▸ Article
Mechanical Response of Mesoporous Amorphous NiTi Alloy to External Deformations

Amorphous metal foams based on Ni and Ti exhibit unique physical and mechanical properties, among which are low specific weight, low stiffness, high corrosion resistance and good biocompatibility [1, 2, 3, 4, 5, 6]. These properties depend primarily on size and geometry of the pores as well as on the stability of an amorphous matrix [7, 8, 9, 10]. Existing methods for production of the porous amorphous metallic alloys, such as the spark plasma sintering and three-stage synthesis method, usually make it possible to obtain the materials with the pores greater than $50$ nm [11, 12]. These methods do not guarantee the complete absence of crystalline nuclei, which can start to grow and destroy the amorphous structure of porous material. The cooling procedure of an equilibrium liquid melt with the ultrafast cooling rates (higher than $10^{6}$ K/s) and ultrafast heat dissipation can be applied to obtain a porous material with the amorphous structure and to prevent the crystal nucleation events [13, 14, 15]. In practice, these conditions are difficult to be realized for the most known metallic alloys [16, 17, 18, 19, 20].

▸ Given exercise 1
According to the article on mesoporous amorphous NiTi alloy, which properties do amorphous metal foams based on Ni and Ti exhibit? Name each one.

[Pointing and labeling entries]

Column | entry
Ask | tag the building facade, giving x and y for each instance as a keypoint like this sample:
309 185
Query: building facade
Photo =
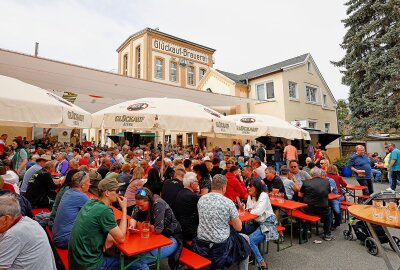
293 90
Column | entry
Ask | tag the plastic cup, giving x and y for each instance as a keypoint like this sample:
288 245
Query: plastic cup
391 212
377 211
145 229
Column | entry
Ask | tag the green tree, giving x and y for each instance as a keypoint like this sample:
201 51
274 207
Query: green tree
343 116
372 64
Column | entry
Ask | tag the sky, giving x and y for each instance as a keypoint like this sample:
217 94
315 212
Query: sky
246 34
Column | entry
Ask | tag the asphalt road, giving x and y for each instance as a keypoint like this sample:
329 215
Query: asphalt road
336 254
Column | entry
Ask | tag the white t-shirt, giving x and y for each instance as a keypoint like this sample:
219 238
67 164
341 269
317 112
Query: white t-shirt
236 149
247 150
261 170
120 159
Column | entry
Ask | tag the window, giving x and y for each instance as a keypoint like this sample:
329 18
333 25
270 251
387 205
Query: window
293 90
159 68
138 62
125 65
311 94
173 68
190 74
265 91
202 72
189 138
168 138
327 127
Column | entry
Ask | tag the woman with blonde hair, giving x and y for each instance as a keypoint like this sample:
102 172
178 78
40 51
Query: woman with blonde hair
136 183
124 177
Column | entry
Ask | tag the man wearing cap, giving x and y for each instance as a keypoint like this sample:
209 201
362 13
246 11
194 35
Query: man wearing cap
62 163
229 163
95 229
35 168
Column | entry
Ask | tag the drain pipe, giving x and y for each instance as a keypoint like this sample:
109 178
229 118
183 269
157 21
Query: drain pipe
248 95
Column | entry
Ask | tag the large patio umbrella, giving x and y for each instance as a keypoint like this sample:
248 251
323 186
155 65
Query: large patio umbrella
163 114
257 125
26 105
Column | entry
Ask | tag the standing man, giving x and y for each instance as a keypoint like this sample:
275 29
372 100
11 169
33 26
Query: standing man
236 150
247 151
315 194
290 152
28 174
87 243
3 145
394 165
62 163
361 165
23 242
215 240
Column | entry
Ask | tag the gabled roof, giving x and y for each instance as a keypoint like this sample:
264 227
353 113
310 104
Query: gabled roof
265 70
233 77
275 67
149 30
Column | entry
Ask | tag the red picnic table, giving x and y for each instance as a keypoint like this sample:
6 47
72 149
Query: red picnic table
289 206
135 245
352 190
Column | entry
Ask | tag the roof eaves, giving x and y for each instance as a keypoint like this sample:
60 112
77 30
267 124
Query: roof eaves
165 35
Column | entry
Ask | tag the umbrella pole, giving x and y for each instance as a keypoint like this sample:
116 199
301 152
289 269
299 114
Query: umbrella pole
162 154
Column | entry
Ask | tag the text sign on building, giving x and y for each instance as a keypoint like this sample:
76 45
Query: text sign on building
180 51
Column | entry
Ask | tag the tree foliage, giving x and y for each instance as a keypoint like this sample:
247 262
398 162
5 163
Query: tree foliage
372 65
343 116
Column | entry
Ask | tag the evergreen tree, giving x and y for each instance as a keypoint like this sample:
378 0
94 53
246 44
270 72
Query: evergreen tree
372 65
343 116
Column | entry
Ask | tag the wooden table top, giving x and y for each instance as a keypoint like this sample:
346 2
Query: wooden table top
134 244
332 196
364 212
356 187
288 204
247 216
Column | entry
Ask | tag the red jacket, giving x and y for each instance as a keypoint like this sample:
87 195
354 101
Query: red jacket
235 188
339 181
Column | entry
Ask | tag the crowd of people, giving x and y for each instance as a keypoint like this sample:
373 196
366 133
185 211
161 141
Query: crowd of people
189 195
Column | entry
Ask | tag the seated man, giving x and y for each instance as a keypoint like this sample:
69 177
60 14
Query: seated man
273 182
315 193
41 187
290 183
186 206
72 201
215 240
23 242
171 188
87 242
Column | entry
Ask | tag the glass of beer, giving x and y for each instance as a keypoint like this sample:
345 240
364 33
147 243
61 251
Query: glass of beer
145 229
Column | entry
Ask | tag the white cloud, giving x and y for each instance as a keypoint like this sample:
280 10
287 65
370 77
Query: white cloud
247 35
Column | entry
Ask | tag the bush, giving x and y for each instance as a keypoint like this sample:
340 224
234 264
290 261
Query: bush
341 162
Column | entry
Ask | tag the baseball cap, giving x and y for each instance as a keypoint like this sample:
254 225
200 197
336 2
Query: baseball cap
108 184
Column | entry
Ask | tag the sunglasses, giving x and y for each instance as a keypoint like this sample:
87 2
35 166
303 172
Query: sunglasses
141 192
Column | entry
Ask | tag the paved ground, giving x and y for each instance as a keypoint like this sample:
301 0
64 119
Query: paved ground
337 254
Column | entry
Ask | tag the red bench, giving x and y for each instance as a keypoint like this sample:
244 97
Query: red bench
36 211
308 218
361 197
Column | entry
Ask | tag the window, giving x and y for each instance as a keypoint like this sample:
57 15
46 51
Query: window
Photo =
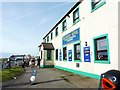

▸ Given exercise 2
Identify every line in the entries that contains the word "with", treating uppercase and lowercase as distinct.

▸ Complete output 1
Low specific weight, low stiffness, high corrosion resistance, and good biocompatibility.

▸ Complete output 2
Ask | tag the woman with blonde hair, giving x and y for each instance as a keypoint like this sample:
Query: woman with blonde hair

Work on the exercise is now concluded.